GIVEN RECORDS: Begin

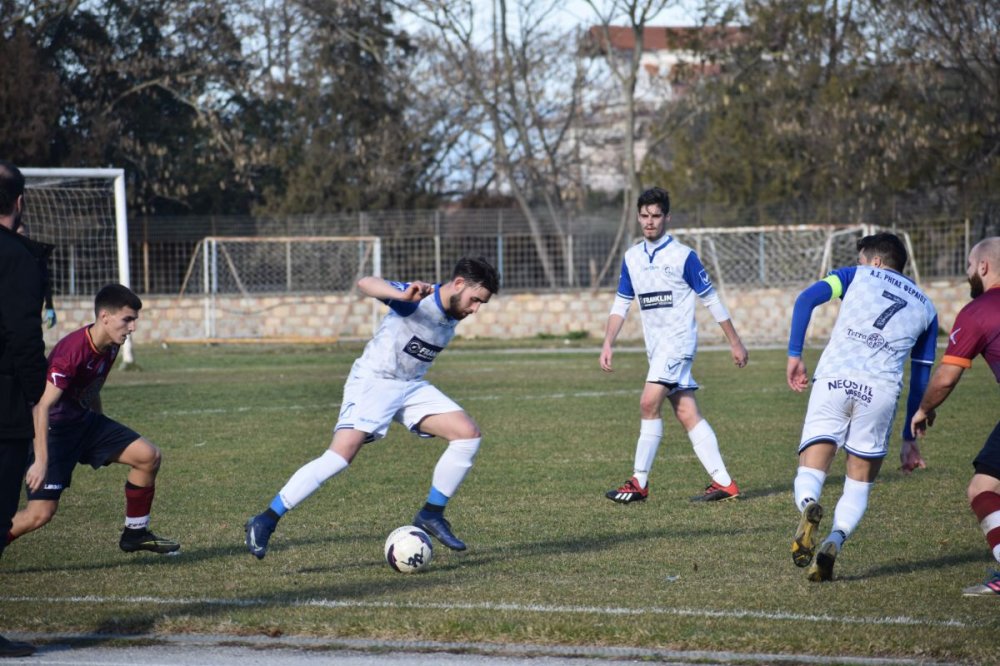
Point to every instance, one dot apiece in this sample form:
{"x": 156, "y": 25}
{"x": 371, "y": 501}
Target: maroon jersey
{"x": 976, "y": 331}
{"x": 79, "y": 369}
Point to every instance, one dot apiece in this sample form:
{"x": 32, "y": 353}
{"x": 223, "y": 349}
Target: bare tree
{"x": 624, "y": 65}
{"x": 518, "y": 88}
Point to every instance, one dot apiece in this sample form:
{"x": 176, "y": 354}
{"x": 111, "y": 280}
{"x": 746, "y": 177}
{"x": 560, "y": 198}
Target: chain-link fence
{"x": 569, "y": 254}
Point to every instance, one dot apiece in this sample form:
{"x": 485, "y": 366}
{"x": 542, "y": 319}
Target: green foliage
{"x": 550, "y": 561}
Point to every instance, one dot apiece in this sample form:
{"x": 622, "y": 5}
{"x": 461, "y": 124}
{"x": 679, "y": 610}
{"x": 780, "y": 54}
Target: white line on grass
{"x": 336, "y": 405}
{"x": 901, "y": 620}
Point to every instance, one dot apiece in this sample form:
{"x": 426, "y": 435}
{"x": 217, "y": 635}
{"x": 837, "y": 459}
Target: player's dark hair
{"x": 478, "y": 271}
{"x": 114, "y": 297}
{"x": 11, "y": 186}
{"x": 887, "y": 246}
{"x": 655, "y": 195}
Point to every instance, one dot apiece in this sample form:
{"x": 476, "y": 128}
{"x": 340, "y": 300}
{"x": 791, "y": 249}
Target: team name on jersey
{"x": 422, "y": 351}
{"x": 656, "y": 299}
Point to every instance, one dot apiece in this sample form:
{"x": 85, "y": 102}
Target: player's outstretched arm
{"x": 376, "y": 287}
{"x": 942, "y": 383}
{"x": 611, "y": 331}
{"x": 35, "y": 475}
{"x": 739, "y": 351}
{"x": 796, "y": 374}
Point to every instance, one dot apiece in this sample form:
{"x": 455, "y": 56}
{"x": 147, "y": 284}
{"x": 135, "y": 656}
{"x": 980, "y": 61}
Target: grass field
{"x": 550, "y": 560}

GIVEN RECORDS: End

PROBLEM DETAILS → The task calls for repeating each line above exactly while excluding the pictures.

TASK SOLUTION →
Point to every instance, one dot apiece in this sample form:
{"x": 156, "y": 25}
{"x": 371, "y": 501}
Target: maroon jersey
{"x": 976, "y": 331}
{"x": 79, "y": 369}
Point to every instance, one dot apiece in this sample form:
{"x": 32, "y": 353}
{"x": 223, "y": 349}
Target: bare tree
{"x": 624, "y": 65}
{"x": 518, "y": 88}
Point to every instance, one dot apiece in this sample form:
{"x": 176, "y": 354}
{"x": 111, "y": 280}
{"x": 746, "y": 177}
{"x": 560, "y": 198}
Target: chain-link fence
{"x": 569, "y": 254}
Point to every instance, one dot apiece in this sample form:
{"x": 485, "y": 366}
{"x": 542, "y": 319}
Target: green foliage
{"x": 550, "y": 561}
Point to every instance, one dot apiece in this sample form:
{"x": 622, "y": 5}
{"x": 461, "y": 124}
{"x": 679, "y": 610}
{"x": 780, "y": 54}
Target: white line on grass
{"x": 336, "y": 405}
{"x": 901, "y": 620}
Point to every instance, one dot apiece in this sample form:
{"x": 426, "y": 435}
{"x": 217, "y": 635}
{"x": 837, "y": 459}
Target: player's dark hair
{"x": 478, "y": 271}
{"x": 114, "y": 297}
{"x": 11, "y": 186}
{"x": 887, "y": 246}
{"x": 655, "y": 195}
Point to every instance, one dot apiece in this sample form:
{"x": 476, "y": 128}
{"x": 340, "y": 300}
{"x": 791, "y": 249}
Target: team name on jersey
{"x": 422, "y": 351}
{"x": 656, "y": 299}
Point to every instance, one dot apiece in this sample form:
{"x": 85, "y": 102}
Target: player's outstretched arm
{"x": 376, "y": 287}
{"x": 942, "y": 383}
{"x": 611, "y": 331}
{"x": 35, "y": 475}
{"x": 739, "y": 351}
{"x": 796, "y": 374}
Point to every instance, one dot apiece in this sample form:
{"x": 455, "y": 56}
{"x": 147, "y": 284}
{"x": 135, "y": 656}
{"x": 980, "y": 61}
Target: grass field
{"x": 550, "y": 560}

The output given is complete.